ASSIGNMENT:
Repeat, exactly as they appear, the lines from the one with "# point at: woman in" through the last line of the entries below, but none of the pictures.

┄┄┄┄┄┄┄┄┄┄┄┄┄┄┄┄┄┄┄┄

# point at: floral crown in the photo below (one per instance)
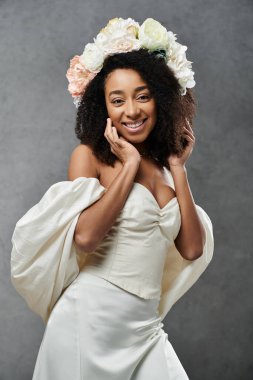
(123, 35)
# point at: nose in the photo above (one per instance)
(132, 108)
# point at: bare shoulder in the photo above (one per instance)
(82, 163)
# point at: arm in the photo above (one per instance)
(92, 226)
(191, 238)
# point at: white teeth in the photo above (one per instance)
(134, 125)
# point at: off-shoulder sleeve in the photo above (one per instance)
(43, 256)
(180, 274)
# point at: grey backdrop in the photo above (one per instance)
(211, 326)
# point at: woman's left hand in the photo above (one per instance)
(174, 159)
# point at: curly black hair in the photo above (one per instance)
(172, 108)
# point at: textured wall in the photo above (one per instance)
(210, 327)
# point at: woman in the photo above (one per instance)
(107, 322)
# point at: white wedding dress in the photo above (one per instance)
(104, 316)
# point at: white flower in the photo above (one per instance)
(177, 61)
(115, 25)
(92, 57)
(153, 35)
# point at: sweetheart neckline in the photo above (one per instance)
(153, 198)
(171, 201)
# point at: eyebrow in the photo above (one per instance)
(122, 92)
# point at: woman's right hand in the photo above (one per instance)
(124, 150)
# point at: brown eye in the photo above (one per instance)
(116, 101)
(145, 97)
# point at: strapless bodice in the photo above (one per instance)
(132, 254)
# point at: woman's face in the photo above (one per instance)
(130, 105)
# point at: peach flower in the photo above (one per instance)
(78, 77)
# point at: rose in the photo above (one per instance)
(181, 67)
(121, 45)
(92, 58)
(78, 77)
(153, 35)
(128, 26)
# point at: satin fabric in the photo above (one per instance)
(98, 331)
(45, 260)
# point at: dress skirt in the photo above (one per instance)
(99, 331)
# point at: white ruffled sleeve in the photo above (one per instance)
(180, 274)
(44, 258)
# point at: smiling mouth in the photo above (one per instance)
(135, 125)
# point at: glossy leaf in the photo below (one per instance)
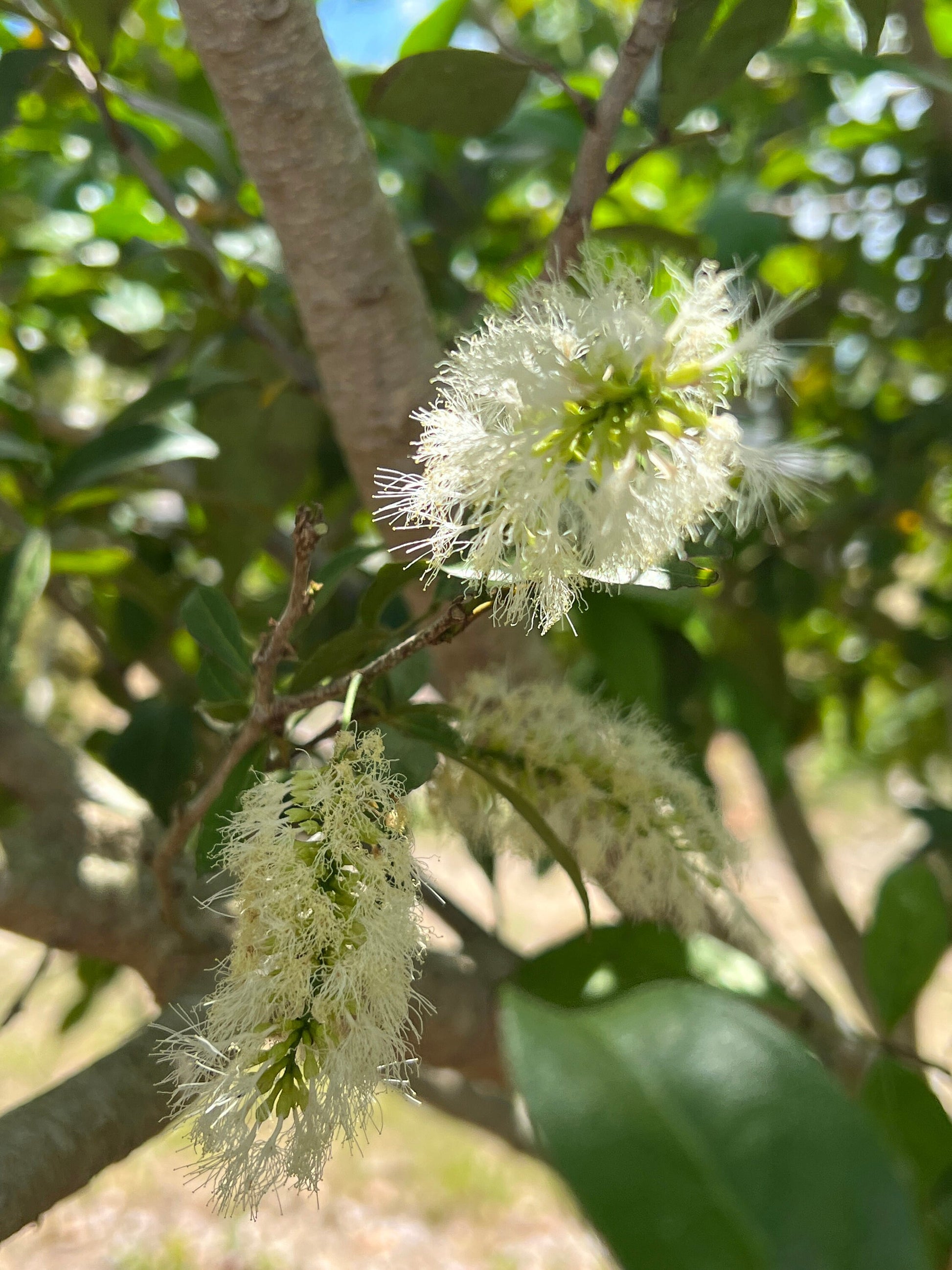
(389, 582)
(23, 578)
(21, 451)
(95, 563)
(535, 820)
(193, 126)
(436, 29)
(18, 69)
(97, 22)
(462, 92)
(210, 619)
(413, 760)
(154, 754)
(126, 450)
(605, 963)
(696, 1132)
(908, 935)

┄┄┄┄┄┄┄┄┄┄┄┄┄┄┄┄┄┄┄┄

SOLUTION TO THIS TASK:
# point at: woman in the photo above (one per instance)
(107, 322)
# point at: white wedding dress in the photo above (one per instance)
(104, 316)
# point at: white flower in the photo above (one per instance)
(177, 61)
(115, 25)
(92, 57)
(153, 35)
# point at: sweetheart neckline in the photo above (one per instance)
(153, 198)
(171, 201)
# point at: eyebrow in the photo above (one per instance)
(122, 92)
# point at: woman's right hand in the photo above (one per instance)
(124, 150)
# point at: brown eye in the photo above (one per instance)
(116, 101)
(145, 97)
# point at: strapless bodice in the photo above (one per instance)
(132, 254)
# point at: woman's face in the photo above (one per instance)
(130, 105)
# point at: peach flower in the photo above (one per instance)
(78, 77)
# point at: rose in the photo above (one per instance)
(181, 67)
(121, 45)
(92, 58)
(78, 77)
(153, 35)
(128, 26)
# point at: satin fabric in the photo above (one per instance)
(98, 331)
(45, 260)
# point at: dress skirt in the photo above (one per instance)
(99, 331)
# point at: white ruffled sleeve in the photo above (one per instance)
(180, 274)
(44, 258)
# point at: smiling mouth in the photo above (one per instance)
(135, 125)
# point at: glossy leaf in the photo below (one per instance)
(389, 582)
(23, 578)
(21, 451)
(95, 563)
(535, 820)
(193, 126)
(436, 29)
(18, 69)
(97, 22)
(462, 92)
(210, 619)
(413, 760)
(154, 754)
(126, 450)
(605, 963)
(696, 1132)
(908, 935)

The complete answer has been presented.